Exercise task – Locate each line below containing the string "woman" and copy those lines out. Case counts.

Extracted entries –
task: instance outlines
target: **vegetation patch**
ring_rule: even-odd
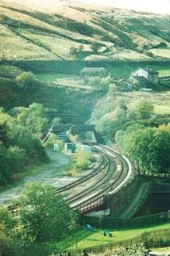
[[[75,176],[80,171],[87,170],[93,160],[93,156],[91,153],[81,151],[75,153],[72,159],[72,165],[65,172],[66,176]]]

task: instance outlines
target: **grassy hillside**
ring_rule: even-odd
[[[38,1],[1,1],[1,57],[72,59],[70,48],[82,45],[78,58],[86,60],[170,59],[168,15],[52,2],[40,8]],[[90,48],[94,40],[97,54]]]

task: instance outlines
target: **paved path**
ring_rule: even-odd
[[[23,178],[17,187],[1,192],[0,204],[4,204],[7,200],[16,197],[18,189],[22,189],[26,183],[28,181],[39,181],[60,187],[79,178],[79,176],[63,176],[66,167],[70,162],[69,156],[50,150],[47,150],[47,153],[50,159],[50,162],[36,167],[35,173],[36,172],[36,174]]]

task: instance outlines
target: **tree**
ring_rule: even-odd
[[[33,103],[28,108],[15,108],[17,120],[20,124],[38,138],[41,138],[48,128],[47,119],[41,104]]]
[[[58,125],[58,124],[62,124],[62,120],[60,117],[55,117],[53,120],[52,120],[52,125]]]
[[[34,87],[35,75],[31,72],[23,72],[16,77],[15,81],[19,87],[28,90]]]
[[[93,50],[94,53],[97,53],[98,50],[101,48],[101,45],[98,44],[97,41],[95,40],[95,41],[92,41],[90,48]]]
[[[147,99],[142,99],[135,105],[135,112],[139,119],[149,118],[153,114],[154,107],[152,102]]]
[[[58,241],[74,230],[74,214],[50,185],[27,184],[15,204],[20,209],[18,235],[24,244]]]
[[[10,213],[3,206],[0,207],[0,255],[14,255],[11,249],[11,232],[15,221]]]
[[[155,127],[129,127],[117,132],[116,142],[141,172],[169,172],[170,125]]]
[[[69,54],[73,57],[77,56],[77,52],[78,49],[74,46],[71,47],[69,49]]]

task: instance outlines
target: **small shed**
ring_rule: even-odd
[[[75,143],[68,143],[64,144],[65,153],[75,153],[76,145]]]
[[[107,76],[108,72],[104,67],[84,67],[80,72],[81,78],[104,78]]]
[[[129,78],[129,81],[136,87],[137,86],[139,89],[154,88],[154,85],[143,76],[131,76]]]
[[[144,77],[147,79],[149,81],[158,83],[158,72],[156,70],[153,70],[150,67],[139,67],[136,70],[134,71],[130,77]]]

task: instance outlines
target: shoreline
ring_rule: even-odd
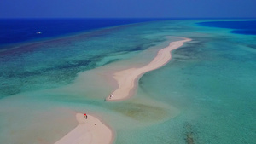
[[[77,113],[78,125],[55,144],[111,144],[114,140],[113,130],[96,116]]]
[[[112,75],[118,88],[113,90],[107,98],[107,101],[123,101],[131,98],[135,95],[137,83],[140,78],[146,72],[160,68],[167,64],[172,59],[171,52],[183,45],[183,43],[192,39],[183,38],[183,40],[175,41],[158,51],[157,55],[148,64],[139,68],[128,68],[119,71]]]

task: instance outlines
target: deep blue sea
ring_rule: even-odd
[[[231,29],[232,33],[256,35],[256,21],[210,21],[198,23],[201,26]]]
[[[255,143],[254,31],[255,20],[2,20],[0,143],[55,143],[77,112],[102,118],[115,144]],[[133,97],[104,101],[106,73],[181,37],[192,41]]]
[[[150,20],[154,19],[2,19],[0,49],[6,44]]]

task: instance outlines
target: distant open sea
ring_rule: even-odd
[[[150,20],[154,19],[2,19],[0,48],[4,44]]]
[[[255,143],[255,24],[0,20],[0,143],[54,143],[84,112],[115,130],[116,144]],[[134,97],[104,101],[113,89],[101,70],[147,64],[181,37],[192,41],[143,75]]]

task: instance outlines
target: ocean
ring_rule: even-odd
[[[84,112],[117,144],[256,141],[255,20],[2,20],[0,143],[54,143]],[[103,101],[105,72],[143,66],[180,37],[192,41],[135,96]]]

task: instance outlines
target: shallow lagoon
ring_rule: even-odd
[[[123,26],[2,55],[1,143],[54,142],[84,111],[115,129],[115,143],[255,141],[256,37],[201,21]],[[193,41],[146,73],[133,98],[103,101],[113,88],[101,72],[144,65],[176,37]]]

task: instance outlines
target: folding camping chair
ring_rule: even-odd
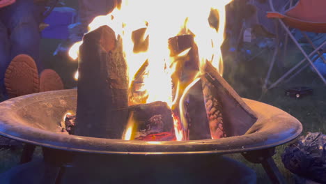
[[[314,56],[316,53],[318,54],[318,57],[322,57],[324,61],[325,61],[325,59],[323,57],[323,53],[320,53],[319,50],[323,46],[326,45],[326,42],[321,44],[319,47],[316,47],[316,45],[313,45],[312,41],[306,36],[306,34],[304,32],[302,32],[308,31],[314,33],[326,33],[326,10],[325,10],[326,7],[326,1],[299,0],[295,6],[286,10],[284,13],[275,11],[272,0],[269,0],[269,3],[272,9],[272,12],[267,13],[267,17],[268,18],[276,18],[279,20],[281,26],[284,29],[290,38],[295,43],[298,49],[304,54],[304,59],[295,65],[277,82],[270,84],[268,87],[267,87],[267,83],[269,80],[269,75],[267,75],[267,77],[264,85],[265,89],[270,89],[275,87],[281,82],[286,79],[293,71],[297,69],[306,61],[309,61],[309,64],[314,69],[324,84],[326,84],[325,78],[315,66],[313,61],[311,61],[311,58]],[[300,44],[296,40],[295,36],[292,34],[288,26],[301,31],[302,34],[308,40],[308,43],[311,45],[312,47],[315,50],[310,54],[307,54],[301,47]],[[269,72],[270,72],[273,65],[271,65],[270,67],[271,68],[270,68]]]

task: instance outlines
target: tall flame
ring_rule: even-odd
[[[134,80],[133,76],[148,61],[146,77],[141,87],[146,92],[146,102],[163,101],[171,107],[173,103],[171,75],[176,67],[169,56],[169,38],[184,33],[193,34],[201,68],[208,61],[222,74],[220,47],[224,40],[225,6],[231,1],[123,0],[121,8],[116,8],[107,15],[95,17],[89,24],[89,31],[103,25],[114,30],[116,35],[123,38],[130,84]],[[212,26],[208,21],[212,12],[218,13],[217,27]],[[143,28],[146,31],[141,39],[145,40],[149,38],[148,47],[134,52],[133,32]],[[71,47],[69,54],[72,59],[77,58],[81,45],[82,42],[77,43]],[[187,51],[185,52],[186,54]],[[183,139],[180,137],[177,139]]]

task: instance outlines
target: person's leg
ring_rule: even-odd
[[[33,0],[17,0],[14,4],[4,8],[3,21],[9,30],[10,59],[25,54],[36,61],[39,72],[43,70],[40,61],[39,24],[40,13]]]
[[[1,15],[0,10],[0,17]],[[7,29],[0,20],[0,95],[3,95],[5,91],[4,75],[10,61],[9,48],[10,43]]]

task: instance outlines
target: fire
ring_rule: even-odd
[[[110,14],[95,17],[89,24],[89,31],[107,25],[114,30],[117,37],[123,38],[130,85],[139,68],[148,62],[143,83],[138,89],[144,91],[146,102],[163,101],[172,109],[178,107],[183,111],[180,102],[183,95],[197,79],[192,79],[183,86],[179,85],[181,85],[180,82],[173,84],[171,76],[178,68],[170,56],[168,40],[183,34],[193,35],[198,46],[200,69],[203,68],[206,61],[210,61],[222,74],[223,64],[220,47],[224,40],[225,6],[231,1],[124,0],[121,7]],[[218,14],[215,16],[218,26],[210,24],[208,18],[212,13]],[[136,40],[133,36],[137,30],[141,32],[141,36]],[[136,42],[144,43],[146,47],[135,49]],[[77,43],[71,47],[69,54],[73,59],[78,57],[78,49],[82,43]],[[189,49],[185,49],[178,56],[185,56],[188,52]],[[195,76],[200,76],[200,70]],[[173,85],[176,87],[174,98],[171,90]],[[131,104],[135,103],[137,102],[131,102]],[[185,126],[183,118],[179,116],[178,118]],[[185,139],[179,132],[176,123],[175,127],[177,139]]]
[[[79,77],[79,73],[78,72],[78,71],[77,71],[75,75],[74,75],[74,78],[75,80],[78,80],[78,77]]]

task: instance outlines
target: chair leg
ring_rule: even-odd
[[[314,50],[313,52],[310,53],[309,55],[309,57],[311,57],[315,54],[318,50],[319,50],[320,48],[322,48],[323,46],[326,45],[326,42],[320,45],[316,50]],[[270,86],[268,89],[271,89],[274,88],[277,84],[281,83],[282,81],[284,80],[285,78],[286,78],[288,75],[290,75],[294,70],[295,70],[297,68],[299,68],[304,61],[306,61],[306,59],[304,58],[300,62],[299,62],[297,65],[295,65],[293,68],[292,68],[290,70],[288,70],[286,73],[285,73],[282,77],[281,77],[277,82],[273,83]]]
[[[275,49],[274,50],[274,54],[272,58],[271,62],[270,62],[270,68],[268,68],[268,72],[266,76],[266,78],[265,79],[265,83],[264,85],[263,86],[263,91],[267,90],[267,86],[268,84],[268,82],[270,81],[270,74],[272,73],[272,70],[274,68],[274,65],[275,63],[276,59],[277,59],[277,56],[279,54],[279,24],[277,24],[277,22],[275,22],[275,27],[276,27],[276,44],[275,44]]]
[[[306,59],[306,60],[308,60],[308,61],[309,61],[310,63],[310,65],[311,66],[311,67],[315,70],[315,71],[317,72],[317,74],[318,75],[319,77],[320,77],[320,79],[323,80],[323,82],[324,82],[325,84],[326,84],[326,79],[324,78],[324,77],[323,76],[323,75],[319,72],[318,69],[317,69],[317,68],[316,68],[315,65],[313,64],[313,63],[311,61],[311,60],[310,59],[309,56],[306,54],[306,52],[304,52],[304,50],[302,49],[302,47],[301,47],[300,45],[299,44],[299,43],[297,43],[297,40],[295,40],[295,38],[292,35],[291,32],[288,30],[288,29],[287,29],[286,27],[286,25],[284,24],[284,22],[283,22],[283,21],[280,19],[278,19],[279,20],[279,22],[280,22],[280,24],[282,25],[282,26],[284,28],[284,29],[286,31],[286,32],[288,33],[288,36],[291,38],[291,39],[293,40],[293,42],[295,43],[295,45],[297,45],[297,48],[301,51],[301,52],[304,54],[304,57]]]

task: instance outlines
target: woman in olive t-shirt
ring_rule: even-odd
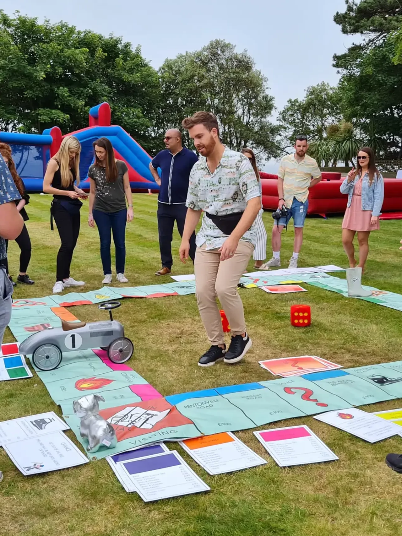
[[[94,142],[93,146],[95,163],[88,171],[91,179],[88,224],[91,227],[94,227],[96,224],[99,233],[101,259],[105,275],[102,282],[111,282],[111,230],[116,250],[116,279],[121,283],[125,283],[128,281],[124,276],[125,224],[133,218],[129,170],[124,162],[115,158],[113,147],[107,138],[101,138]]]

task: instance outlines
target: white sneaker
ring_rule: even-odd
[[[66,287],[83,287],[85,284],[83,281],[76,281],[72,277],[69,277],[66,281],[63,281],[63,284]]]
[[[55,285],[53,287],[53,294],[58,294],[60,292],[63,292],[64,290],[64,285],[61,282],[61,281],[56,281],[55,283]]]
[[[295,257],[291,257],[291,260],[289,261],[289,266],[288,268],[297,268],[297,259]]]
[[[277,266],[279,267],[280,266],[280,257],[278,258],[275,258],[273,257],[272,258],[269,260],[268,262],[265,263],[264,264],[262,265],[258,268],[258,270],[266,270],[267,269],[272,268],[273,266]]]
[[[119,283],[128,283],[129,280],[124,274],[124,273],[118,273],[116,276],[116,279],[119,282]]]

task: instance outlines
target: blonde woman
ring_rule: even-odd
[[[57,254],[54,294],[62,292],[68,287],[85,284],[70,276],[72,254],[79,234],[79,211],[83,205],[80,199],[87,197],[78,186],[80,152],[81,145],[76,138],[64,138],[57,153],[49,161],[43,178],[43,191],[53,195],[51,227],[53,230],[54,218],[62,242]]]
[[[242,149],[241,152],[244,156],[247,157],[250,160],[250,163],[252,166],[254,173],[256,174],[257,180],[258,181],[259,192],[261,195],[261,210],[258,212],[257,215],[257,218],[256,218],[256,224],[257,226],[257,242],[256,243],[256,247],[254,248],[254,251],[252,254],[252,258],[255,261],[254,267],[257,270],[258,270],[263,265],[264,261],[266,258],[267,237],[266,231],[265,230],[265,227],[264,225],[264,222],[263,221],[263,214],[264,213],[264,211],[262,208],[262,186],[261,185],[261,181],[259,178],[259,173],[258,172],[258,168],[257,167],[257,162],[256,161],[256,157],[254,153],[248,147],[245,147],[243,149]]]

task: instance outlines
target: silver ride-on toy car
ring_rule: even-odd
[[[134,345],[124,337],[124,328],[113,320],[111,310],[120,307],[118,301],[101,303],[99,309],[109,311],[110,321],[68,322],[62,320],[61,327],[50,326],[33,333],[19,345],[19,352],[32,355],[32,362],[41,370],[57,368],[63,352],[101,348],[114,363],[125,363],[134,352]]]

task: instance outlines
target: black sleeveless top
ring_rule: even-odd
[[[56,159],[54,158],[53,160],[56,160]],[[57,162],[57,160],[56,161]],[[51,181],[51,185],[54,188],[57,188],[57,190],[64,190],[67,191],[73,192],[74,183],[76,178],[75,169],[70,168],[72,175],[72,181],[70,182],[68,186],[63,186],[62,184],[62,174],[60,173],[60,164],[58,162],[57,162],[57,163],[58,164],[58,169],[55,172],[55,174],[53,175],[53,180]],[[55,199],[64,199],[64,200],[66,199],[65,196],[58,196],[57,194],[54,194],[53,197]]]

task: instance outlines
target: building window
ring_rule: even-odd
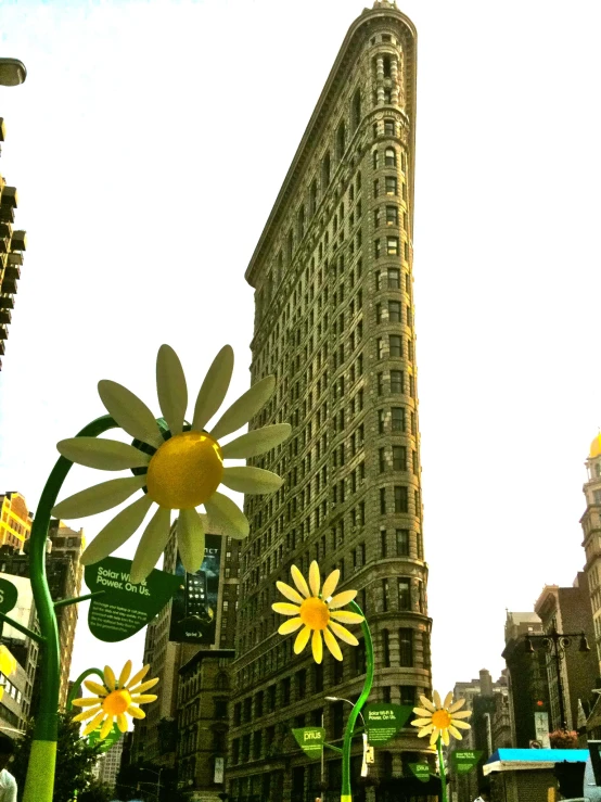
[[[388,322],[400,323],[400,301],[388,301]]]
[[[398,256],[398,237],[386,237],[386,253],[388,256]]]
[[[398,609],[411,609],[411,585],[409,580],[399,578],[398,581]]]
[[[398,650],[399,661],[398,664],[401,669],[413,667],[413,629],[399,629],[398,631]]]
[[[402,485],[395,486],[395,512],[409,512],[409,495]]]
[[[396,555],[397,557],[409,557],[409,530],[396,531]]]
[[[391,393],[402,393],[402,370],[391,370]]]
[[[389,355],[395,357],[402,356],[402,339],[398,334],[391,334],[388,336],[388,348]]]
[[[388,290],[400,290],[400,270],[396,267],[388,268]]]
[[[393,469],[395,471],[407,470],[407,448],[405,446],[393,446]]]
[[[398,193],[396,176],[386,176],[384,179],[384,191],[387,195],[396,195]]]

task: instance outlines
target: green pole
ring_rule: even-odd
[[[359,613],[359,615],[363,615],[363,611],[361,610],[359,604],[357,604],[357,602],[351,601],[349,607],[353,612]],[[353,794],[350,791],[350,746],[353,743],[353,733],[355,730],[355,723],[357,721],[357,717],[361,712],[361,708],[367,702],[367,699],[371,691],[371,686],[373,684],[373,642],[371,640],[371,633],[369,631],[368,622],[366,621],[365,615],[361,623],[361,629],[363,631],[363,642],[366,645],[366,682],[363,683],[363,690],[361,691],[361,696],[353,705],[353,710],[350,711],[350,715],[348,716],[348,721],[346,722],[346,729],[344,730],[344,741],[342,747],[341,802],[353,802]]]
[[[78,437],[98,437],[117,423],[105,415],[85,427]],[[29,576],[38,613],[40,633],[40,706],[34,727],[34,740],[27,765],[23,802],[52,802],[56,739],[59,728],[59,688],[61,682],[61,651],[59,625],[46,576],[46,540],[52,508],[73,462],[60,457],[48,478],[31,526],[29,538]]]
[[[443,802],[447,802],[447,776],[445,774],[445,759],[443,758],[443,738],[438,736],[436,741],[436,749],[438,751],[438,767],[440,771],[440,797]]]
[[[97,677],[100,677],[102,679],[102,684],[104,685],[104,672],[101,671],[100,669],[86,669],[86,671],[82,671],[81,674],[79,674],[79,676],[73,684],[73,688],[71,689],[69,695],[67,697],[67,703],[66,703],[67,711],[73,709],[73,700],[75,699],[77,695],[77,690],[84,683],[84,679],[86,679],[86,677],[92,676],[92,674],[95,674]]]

The result –
target: woman in olive t-shirt
target: blonde woman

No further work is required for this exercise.